#### PROBLEM STATEMENT:
Every line from the line containing "loop in the photo above." through the final line below must be returned exactly, and no other line.

#### RECORDS SUPPLIED:

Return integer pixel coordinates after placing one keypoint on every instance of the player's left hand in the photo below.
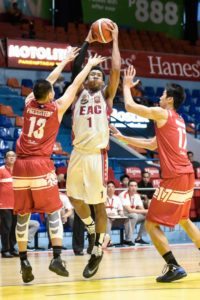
(129, 75)
(115, 132)
(114, 30)
(72, 53)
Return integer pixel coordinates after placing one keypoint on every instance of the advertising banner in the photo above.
(154, 15)
(44, 55)
(35, 55)
(36, 8)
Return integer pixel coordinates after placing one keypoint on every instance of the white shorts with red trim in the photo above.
(87, 176)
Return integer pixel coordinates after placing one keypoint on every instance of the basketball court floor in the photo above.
(125, 273)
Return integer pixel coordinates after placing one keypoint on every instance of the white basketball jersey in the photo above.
(90, 122)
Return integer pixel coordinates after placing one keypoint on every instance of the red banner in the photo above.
(35, 55)
(44, 55)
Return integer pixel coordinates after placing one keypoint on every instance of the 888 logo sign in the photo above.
(161, 15)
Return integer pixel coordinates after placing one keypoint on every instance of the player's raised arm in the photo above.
(153, 113)
(115, 67)
(150, 144)
(71, 54)
(66, 100)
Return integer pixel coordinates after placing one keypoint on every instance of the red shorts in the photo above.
(35, 186)
(171, 201)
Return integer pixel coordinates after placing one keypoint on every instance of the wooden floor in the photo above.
(127, 273)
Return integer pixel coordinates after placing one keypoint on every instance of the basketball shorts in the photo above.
(35, 186)
(171, 201)
(87, 176)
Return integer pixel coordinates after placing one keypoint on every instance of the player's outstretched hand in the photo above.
(115, 132)
(72, 53)
(96, 59)
(114, 30)
(90, 38)
(129, 75)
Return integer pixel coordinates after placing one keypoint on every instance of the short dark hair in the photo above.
(124, 176)
(111, 182)
(41, 89)
(132, 180)
(99, 69)
(145, 172)
(190, 152)
(177, 92)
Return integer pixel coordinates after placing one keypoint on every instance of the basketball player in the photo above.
(171, 202)
(35, 181)
(87, 169)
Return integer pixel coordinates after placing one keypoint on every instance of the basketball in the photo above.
(100, 30)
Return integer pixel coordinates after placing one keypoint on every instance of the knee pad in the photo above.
(55, 225)
(22, 228)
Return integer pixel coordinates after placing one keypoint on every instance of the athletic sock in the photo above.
(99, 239)
(57, 251)
(89, 224)
(23, 255)
(170, 259)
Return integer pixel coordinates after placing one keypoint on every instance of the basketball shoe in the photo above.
(58, 266)
(171, 273)
(93, 263)
(91, 241)
(26, 271)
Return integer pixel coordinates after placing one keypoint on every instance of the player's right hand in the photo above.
(129, 75)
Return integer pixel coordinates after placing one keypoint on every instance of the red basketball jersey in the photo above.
(39, 131)
(172, 143)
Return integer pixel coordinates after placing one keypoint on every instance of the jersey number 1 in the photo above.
(39, 132)
(90, 121)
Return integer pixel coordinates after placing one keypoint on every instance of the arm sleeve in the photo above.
(77, 66)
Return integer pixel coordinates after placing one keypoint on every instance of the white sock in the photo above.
(90, 225)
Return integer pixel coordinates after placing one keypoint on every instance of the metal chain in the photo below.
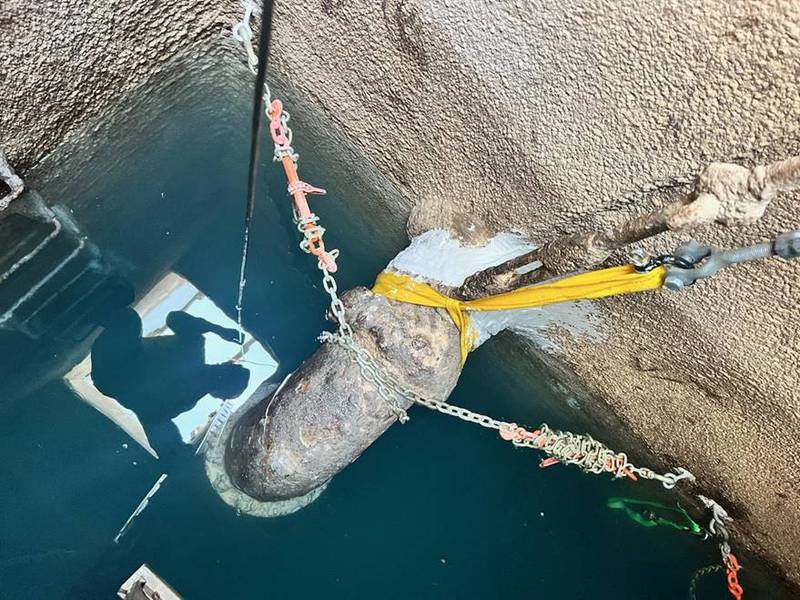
(698, 575)
(582, 451)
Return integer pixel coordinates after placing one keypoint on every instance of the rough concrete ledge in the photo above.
(545, 117)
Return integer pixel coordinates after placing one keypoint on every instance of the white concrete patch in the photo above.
(435, 256)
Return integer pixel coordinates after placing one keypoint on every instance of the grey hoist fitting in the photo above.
(707, 260)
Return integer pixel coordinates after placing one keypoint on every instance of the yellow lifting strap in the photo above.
(585, 286)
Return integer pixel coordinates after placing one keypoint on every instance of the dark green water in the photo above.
(434, 509)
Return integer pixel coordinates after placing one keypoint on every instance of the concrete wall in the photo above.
(545, 117)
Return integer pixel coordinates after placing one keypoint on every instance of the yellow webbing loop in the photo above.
(585, 286)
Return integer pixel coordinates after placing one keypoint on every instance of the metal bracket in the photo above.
(707, 260)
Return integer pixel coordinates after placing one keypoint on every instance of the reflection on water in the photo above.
(434, 509)
(161, 368)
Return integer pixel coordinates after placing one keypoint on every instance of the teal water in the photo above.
(434, 509)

#### PROBLEM SOLUTION:
Return integer pixel coordinates after placing one keypoint on every instance of the yellow webbing loop in the photo above.
(585, 286)
Return integer pixel coordinates after placing one keypoint on every instance of the metal bracket in the photo above.
(707, 260)
Return integer pixel coordinates after placing one keypoint on every instance of the reflection on water in the photo above.
(434, 509)
(161, 368)
Return integer pixel coordinates after placing one keypoint on every instance of the teal water in the photo above.
(434, 509)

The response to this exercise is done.